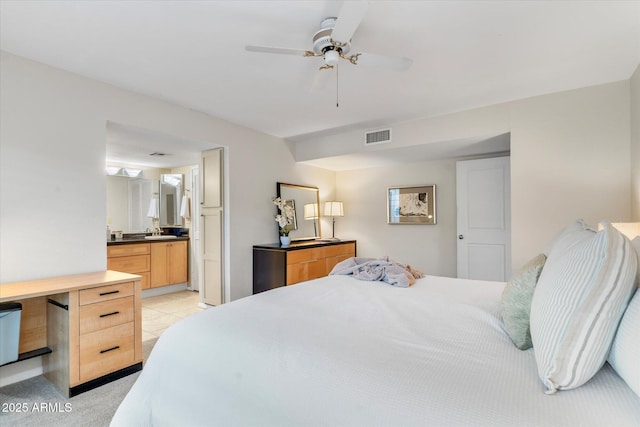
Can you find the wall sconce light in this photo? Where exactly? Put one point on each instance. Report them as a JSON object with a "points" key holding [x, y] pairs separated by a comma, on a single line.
{"points": [[333, 209]]}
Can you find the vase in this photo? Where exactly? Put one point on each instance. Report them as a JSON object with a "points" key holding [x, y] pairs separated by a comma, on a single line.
{"points": [[285, 240]]}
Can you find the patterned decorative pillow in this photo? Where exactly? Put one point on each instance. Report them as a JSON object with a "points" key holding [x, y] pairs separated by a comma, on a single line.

________________________

§ What is needed: Copy the data above word for word, leaving out the pictures.

§ Result of this exercise:
Can you find the wall sconce light in this photo? Where exactly? Put one point on each instance. Report them as a JSON object with a "points" key holding [x, y] pairs separated by a comma, on a single line.
{"points": [[333, 209]]}
Can you find the vase in this photo? Where exactly? Put one point on each instance. Report them as a JSON object with a "points" key holding [x, y] pairs separated by a comma, on a single line.
{"points": [[285, 240]]}
Can you find the patterned decorative pillow in this photo? Where exactly? Put one point on each instance. Report them as a JSON object with a "points" key holding [x, y] pairs separated by a comma, on a single line.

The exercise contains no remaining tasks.